GIVEN INFORMATION »

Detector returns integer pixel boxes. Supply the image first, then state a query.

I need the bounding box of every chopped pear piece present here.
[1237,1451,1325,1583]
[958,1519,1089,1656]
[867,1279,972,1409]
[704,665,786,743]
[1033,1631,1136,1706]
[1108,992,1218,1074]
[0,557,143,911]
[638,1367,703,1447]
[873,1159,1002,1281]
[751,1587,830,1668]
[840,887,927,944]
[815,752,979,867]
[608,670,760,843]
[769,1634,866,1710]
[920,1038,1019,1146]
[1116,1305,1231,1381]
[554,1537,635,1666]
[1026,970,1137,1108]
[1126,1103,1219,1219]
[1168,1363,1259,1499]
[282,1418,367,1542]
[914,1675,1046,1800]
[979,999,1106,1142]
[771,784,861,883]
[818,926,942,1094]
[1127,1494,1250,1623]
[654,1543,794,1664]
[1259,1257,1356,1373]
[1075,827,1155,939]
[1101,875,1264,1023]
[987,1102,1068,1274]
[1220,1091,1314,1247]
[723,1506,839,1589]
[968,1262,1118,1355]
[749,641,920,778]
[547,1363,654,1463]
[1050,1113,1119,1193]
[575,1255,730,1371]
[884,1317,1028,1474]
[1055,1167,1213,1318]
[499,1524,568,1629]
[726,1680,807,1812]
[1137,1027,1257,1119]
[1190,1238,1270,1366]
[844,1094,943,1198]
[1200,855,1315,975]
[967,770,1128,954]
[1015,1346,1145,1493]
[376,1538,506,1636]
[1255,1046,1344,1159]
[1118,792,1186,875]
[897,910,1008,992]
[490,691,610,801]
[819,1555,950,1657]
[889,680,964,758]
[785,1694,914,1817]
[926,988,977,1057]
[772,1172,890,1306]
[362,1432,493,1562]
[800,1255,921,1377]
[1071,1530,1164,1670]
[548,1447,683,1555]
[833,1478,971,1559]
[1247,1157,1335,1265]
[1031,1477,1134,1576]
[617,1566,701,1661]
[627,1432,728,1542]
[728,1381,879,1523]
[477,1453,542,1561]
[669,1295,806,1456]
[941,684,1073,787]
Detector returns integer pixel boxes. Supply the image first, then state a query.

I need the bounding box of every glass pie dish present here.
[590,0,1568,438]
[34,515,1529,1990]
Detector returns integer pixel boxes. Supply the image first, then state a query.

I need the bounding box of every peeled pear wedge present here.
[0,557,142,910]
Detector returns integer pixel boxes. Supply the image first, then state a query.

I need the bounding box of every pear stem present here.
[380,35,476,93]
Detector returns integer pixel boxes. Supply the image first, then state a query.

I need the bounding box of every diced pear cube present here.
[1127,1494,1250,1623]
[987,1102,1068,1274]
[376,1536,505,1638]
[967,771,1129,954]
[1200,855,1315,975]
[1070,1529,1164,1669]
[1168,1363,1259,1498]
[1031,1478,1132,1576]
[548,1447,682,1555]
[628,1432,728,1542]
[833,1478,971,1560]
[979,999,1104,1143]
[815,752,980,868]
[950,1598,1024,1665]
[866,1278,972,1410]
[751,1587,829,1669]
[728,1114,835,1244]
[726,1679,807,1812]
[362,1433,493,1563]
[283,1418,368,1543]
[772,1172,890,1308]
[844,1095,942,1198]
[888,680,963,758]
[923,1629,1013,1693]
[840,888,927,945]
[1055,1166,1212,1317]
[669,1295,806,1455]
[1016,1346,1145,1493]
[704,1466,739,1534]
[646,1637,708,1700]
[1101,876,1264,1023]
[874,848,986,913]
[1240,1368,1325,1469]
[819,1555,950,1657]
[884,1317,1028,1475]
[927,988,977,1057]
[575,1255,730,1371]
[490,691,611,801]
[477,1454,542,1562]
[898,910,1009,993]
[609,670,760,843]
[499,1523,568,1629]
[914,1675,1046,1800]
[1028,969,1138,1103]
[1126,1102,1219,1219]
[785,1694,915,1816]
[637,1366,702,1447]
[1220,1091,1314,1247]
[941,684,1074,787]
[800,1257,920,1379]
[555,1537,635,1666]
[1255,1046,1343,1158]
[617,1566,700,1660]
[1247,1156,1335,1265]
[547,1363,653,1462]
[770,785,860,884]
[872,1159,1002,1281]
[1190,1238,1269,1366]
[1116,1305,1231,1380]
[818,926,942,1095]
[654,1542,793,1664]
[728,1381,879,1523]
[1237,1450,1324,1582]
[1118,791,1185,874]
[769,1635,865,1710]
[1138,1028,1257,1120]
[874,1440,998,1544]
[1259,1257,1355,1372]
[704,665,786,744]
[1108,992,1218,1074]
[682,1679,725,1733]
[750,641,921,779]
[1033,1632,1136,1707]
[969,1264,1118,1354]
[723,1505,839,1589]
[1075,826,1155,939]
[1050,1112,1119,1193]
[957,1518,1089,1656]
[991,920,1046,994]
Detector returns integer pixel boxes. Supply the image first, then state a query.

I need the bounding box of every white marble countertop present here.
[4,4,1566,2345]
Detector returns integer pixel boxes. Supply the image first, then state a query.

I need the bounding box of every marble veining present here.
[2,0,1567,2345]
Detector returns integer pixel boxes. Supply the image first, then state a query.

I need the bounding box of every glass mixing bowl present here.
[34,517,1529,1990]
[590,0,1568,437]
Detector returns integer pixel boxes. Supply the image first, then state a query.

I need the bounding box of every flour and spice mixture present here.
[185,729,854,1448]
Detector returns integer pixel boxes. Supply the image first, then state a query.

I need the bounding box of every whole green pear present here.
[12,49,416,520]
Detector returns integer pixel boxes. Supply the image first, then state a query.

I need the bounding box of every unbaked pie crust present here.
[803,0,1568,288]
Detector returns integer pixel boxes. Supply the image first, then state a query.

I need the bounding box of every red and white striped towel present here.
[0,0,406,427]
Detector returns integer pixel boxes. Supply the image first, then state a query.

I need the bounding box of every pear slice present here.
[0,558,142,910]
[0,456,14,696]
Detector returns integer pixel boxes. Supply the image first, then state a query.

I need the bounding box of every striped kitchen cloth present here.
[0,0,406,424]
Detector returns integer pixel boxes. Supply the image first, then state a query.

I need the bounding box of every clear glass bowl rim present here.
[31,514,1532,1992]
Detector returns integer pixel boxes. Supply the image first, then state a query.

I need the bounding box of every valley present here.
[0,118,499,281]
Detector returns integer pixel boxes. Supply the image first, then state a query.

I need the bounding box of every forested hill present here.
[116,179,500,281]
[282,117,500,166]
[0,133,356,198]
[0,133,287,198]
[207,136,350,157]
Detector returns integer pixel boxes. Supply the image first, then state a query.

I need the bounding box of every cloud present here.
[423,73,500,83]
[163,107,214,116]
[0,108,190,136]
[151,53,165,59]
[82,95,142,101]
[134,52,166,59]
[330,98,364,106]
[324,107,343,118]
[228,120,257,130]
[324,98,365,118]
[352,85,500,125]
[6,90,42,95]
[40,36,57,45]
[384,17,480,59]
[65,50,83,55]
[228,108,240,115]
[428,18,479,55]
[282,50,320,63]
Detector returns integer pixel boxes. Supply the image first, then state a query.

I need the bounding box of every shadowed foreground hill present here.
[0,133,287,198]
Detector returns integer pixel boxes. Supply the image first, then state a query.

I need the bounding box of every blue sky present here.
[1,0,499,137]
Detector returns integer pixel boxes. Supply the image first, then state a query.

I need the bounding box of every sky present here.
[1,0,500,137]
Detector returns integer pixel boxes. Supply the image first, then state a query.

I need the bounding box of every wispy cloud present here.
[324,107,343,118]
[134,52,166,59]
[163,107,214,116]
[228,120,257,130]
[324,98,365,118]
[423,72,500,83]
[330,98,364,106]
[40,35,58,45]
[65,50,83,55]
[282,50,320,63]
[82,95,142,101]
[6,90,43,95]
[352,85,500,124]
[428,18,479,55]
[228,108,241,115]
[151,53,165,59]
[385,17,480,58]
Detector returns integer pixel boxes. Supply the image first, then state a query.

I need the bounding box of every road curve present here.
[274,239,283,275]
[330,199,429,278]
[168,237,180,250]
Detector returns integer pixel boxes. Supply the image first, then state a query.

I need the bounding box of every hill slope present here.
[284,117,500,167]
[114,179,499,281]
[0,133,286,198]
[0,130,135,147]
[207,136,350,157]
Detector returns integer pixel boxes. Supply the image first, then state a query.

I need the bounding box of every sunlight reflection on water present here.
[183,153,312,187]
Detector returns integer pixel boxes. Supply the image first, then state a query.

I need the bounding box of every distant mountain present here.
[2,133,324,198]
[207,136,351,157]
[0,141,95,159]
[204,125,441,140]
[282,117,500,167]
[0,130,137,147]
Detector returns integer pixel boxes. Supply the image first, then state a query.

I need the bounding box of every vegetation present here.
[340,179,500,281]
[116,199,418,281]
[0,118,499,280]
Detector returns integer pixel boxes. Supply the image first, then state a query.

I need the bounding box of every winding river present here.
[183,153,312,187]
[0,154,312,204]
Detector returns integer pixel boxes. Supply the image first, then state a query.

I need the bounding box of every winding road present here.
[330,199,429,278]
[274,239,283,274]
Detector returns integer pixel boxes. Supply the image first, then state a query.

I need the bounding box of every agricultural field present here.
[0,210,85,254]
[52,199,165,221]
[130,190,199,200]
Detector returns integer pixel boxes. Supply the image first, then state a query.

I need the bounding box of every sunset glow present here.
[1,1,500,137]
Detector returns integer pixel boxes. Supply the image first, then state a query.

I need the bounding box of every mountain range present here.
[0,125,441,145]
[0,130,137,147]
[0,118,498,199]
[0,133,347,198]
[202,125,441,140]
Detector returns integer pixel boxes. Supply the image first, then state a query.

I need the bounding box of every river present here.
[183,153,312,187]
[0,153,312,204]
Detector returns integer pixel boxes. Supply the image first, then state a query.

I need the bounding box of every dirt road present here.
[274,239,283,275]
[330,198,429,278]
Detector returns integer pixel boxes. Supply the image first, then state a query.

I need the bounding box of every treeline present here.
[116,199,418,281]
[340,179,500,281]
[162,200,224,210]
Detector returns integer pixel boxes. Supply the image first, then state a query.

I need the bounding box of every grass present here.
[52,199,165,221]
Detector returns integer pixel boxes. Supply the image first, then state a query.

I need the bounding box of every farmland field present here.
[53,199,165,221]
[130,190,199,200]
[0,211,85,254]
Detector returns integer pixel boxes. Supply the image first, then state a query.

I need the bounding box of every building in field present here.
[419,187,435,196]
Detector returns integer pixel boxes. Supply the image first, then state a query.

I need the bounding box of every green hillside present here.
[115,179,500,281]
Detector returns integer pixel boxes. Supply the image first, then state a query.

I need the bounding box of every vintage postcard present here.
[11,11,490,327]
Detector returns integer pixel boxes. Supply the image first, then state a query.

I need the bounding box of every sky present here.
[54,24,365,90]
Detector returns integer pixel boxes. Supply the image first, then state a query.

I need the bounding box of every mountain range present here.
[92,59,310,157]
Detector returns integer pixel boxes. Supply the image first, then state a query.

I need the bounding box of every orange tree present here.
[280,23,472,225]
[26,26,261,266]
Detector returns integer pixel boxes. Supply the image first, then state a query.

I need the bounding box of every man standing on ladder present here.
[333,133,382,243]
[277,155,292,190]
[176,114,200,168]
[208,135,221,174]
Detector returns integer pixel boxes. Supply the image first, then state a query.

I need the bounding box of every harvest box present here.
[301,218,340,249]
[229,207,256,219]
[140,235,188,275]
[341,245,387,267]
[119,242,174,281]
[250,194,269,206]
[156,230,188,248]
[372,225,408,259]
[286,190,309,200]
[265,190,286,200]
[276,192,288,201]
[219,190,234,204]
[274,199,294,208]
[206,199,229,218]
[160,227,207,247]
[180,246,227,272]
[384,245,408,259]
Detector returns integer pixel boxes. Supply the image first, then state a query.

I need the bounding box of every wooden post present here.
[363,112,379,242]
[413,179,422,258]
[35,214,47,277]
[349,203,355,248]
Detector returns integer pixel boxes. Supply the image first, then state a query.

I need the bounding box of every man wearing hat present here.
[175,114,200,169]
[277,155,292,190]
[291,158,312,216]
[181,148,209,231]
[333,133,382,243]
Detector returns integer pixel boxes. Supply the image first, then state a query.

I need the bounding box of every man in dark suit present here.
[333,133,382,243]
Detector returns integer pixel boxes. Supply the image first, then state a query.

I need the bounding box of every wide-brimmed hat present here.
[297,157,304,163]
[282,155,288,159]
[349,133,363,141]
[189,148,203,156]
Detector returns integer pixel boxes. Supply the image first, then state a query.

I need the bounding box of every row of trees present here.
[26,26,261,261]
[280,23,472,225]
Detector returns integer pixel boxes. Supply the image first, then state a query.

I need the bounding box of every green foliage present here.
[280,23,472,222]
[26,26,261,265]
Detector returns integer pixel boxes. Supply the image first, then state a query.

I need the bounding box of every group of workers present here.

TASK TO COMPLETE »
After locating the line that contains "I need the bounding box of every man wearing", print that line and every one after it through the last line of the listing, exactly.

ANSWER SPACE »
I need the bounding box of every man wearing hat present here.
[175,114,200,169]
[277,155,292,190]
[291,158,312,216]
[181,148,209,231]
[333,133,382,243]
Detector returns integer pixel boxes. Supply the image first, then state a query.

I need the bounding box of every man in dark suit present here.
[333,133,382,243]
Detector returns integer pixel boxes. Supply the image first, then state a query.

I need the bounding box of every wide-brimmed hat present here.
[297,157,304,163]
[282,155,288,159]
[349,133,363,141]
[189,148,203,156]
Detector returns integer pixel boxes. Supply the image first, then state a query.

I need the bounding box of every row of trees present here.
[26,26,261,261]
[280,23,472,225]
Detector returns integer pixel boxes. Supply the image first, then state a query.

I need the bounding box of every green foliage present here.
[280,23,472,222]
[26,26,261,265]
Detector returns integer pixel boxes. Supply the image first, then state a query.

I need the bounding box of every group of workers present here.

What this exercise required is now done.